(REQUIREMENT): Count the lines in the entries below that include the word "deck". Give nothing but the number.
---- EXTRACTED INFORMATION
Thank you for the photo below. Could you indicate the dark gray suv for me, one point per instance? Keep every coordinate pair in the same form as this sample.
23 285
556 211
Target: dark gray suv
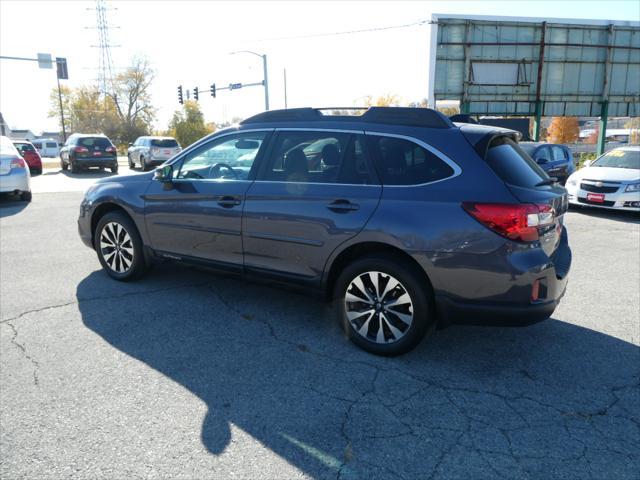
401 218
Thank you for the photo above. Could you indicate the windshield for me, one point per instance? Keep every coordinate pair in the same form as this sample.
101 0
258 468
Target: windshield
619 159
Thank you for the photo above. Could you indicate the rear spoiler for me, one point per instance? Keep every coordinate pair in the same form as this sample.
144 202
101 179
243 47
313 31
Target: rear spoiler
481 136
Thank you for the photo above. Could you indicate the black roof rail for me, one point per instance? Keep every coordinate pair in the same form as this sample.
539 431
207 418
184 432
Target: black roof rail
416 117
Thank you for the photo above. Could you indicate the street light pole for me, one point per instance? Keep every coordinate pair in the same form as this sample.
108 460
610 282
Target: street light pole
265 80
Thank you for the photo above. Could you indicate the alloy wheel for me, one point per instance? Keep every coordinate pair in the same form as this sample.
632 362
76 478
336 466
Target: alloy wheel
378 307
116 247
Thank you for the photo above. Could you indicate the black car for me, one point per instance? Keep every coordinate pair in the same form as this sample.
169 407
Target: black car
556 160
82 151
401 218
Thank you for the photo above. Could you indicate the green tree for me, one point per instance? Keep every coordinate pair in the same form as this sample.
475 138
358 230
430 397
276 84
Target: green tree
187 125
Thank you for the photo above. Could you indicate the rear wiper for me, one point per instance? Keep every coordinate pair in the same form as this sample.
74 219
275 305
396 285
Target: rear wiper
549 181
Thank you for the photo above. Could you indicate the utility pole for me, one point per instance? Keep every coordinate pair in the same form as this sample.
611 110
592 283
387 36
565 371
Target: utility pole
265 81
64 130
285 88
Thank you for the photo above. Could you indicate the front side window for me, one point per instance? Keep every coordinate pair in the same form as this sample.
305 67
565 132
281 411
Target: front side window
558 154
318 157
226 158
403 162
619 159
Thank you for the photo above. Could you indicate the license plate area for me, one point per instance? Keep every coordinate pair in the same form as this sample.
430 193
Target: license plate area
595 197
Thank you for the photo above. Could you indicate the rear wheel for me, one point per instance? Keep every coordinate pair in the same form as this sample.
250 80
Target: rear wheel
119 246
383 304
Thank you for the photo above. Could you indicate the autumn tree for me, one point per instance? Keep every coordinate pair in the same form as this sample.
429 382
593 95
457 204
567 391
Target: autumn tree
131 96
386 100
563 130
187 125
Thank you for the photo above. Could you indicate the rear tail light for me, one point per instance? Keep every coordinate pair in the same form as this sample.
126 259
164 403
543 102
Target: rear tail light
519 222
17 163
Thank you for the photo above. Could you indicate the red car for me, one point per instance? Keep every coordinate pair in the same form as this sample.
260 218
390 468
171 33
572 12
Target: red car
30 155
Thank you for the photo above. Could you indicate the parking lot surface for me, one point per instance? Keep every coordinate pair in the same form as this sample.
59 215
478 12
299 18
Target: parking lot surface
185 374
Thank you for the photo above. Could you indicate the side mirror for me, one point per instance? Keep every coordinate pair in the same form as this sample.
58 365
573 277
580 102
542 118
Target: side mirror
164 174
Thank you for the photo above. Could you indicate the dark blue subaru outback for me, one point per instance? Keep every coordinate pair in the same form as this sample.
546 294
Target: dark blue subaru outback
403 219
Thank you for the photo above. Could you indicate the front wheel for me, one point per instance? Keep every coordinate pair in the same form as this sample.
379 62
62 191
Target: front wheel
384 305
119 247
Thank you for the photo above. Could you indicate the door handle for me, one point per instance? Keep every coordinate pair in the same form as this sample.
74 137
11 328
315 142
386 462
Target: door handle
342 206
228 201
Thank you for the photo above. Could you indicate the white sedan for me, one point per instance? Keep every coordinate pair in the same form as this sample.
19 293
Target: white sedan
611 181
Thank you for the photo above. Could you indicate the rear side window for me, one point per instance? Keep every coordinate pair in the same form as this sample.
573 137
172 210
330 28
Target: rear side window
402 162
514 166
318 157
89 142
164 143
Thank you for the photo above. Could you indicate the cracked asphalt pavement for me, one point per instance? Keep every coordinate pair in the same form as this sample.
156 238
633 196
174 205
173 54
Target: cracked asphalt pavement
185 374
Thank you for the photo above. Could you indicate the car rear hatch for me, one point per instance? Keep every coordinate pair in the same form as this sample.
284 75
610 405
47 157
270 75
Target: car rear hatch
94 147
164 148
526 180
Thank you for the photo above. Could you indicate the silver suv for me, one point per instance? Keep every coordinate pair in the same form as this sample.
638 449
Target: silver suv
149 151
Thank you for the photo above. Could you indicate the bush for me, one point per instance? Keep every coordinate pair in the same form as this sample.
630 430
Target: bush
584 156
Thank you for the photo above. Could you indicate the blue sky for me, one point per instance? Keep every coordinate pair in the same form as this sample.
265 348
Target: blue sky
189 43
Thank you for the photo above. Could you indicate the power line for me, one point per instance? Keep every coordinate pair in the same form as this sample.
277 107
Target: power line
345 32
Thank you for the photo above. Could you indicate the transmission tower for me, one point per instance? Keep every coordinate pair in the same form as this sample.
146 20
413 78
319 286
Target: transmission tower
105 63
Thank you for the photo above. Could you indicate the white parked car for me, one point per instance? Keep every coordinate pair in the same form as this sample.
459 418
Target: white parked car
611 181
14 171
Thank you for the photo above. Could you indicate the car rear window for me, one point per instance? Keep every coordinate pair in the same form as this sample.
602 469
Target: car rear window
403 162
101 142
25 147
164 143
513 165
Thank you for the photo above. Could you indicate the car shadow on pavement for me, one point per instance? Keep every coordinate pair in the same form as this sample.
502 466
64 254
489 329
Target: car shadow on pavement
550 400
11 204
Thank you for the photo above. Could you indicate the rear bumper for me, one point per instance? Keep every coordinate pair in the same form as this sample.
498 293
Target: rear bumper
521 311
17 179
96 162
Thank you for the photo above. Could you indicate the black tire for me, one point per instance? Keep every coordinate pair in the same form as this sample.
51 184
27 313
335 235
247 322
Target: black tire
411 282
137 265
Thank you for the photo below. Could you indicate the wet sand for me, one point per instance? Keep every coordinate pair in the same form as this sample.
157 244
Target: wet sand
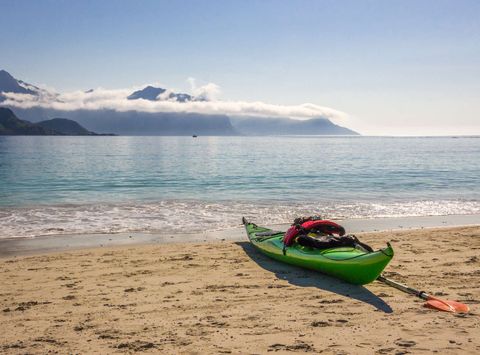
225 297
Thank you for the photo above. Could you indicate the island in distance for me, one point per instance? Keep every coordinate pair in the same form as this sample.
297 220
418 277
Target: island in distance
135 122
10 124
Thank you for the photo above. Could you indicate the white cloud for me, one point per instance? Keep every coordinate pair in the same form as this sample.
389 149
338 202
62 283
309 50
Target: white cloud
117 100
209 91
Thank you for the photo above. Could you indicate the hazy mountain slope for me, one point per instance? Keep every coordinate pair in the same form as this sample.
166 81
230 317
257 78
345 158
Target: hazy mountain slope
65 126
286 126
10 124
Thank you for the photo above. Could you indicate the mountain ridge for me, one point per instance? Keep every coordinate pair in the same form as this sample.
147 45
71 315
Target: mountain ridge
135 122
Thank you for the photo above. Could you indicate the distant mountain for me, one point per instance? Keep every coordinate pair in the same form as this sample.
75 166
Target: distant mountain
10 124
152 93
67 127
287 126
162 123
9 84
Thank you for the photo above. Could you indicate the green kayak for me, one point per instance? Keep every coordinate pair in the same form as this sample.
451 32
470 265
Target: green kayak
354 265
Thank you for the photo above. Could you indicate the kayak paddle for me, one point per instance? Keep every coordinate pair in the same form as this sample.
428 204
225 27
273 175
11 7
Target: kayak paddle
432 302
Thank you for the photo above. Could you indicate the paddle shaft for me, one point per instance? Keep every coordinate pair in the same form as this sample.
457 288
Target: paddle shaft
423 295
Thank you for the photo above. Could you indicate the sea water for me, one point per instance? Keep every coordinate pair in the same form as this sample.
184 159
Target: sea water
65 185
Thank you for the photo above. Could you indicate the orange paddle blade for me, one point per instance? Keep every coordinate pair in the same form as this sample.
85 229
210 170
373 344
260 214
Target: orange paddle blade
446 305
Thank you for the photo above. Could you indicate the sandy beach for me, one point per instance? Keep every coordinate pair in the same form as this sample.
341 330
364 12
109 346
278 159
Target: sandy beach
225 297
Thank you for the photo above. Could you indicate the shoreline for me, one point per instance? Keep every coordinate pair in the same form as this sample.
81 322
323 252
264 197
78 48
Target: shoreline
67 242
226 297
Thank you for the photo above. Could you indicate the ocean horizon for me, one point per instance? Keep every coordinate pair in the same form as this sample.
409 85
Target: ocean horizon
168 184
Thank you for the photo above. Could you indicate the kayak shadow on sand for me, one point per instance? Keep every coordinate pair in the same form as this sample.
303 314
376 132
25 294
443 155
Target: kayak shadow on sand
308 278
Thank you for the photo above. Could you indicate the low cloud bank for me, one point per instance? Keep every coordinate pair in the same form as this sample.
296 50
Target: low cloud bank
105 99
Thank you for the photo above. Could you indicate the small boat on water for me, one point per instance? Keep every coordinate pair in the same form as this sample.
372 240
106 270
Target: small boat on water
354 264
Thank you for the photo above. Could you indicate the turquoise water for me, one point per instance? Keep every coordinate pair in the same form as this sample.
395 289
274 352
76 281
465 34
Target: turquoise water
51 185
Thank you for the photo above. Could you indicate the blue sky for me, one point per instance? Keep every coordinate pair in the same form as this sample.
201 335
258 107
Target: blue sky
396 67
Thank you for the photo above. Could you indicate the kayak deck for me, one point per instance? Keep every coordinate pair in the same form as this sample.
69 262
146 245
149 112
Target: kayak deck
--------
(RESPONSE TO THE EXERCISE): 2